Biking with a Baby-to-be on Board
Now that’s I’ve told pretty much everyone I know in “real life,” I have some good news to share with you, dear readers – I’m pregnant! It’s our first child and my husband and I are quite excited.
But the worrying started in as soon as I found out. I worry about being a good mom, about not being ready, and about losing my own identity. While it was only a small part of the larger picture, I realized that didn’t want to lose my passion for cycling. The general treatment of pregnant women as delicate flowers, even though they’re preparing to go through one of the most painful experiences around, only reinforced this feeling. I read in a couple of different books and blogs that you shouldn’t cycle when pregnant because “what if you fall?”
Fortunately, there are a lot of other perspectives out there. In general, the medical community agrees that if you biked before pregnancy, it’s okay to keep doing it as long as you’re able to balance on the bike without falling off. Thankfully, my doctor shares that perspective – I might have found a new one if she didn’t.
But the turning point for my confidence was this series of blog posts about biking while pregnant on Simply Bike. Seeing photos of and reading about these fabulous women who kept on cycling with an extra passenger on board made me realize, “I can do that too!” I found something very empowering about the real life examples that I didn’t get from mere approval.
So now I’m writing about my experience to show that you can keep cycling through pregnancy and still have it be enjoyable. Currently, I view it as training for the most challenging endurance race around – labor.

TASK DESCRIPTION.
Retype everything in the blog post about cycling during pregnancy from "But the turning" down to "from mere approval.". The records have no connection to the blog post about cycling during pregnancy.

DATA FOR ANALYSIS.
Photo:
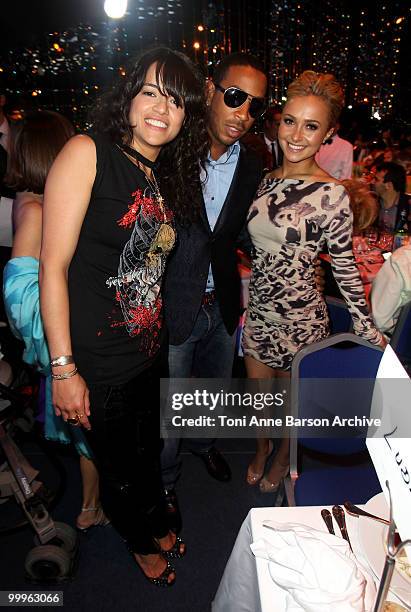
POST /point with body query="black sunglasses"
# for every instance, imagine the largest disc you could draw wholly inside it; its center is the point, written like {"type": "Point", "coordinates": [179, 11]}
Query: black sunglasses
{"type": "Point", "coordinates": [235, 97]}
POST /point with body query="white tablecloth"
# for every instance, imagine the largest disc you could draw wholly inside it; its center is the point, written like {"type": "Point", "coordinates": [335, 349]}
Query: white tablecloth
{"type": "Point", "coordinates": [246, 585]}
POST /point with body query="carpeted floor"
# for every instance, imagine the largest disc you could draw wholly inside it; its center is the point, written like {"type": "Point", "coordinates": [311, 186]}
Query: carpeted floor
{"type": "Point", "coordinates": [107, 577]}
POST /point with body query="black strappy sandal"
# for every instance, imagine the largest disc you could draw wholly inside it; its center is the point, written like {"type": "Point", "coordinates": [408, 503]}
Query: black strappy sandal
{"type": "Point", "coordinates": [162, 579]}
{"type": "Point", "coordinates": [175, 551]}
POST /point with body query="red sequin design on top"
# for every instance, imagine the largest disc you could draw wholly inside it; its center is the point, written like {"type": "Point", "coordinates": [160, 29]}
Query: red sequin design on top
{"type": "Point", "coordinates": [141, 319]}
{"type": "Point", "coordinates": [148, 207]}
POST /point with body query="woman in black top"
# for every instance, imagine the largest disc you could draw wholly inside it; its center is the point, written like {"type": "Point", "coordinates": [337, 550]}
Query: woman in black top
{"type": "Point", "coordinates": [109, 210]}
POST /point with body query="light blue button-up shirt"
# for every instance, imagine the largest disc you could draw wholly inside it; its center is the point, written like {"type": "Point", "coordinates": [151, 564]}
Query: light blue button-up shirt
{"type": "Point", "coordinates": [220, 175]}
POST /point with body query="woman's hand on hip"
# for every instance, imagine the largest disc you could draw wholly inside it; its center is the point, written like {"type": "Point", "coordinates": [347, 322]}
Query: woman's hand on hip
{"type": "Point", "coordinates": [71, 400]}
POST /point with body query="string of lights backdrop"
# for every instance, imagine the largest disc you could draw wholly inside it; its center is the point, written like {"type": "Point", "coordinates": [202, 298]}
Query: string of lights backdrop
{"type": "Point", "coordinates": [364, 44]}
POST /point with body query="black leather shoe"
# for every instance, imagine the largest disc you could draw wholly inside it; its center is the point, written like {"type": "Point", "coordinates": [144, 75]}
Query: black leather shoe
{"type": "Point", "coordinates": [216, 465]}
{"type": "Point", "coordinates": [174, 520]}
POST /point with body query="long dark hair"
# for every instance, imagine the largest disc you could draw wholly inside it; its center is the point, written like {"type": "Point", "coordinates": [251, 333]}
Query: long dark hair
{"type": "Point", "coordinates": [178, 167]}
{"type": "Point", "coordinates": [34, 145]}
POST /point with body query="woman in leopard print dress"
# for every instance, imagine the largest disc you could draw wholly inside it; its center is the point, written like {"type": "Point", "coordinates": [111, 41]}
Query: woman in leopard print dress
{"type": "Point", "coordinates": [298, 209]}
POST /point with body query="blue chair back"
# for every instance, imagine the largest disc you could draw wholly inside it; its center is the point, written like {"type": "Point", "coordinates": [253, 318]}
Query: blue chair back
{"type": "Point", "coordinates": [401, 338]}
{"type": "Point", "coordinates": [350, 365]}
{"type": "Point", "coordinates": [340, 318]}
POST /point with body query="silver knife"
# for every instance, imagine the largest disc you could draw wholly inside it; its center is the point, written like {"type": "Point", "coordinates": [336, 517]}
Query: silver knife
{"type": "Point", "coordinates": [339, 515]}
{"type": "Point", "coordinates": [356, 511]}
{"type": "Point", "coordinates": [328, 520]}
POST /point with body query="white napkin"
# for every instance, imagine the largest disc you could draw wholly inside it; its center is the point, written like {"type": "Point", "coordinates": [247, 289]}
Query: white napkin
{"type": "Point", "coordinates": [317, 569]}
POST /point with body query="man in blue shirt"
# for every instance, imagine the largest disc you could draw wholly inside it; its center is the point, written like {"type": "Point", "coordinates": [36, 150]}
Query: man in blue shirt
{"type": "Point", "coordinates": [202, 286]}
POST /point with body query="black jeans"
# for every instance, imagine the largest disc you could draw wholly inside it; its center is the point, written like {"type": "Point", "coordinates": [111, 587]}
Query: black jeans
{"type": "Point", "coordinates": [125, 440]}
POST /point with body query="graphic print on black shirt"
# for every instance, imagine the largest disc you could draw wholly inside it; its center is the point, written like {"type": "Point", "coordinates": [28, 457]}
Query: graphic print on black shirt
{"type": "Point", "coordinates": [141, 267]}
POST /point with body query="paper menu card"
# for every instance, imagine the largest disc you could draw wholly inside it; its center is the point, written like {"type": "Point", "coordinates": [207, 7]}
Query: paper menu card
{"type": "Point", "coordinates": [390, 446]}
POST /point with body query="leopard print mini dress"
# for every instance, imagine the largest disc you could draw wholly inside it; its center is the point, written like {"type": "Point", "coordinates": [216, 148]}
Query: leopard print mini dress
{"type": "Point", "coordinates": [289, 222]}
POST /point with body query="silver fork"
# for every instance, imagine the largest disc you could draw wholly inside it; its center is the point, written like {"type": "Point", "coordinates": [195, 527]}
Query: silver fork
{"type": "Point", "coordinates": [339, 515]}
{"type": "Point", "coordinates": [328, 520]}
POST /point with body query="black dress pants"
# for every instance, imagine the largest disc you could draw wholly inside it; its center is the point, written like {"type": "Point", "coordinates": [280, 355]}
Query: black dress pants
{"type": "Point", "coordinates": [125, 440]}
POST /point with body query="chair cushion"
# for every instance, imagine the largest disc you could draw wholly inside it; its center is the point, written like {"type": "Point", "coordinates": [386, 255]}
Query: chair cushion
{"type": "Point", "coordinates": [336, 485]}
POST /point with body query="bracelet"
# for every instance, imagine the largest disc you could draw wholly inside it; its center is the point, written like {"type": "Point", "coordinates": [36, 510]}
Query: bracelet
{"type": "Point", "coordinates": [62, 360]}
{"type": "Point", "coordinates": [64, 375]}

EXERCISE RESPONSE.
But the turning point for my confidence was this series of blog posts about biking while pregnant on Simply Bike. Seeing photos of and reading about these fabulous women who kept on cycling with an extra passenger on board made me realize, “I can do that too!” I found something very empowering about the real life examples that I didn’t get from mere approval.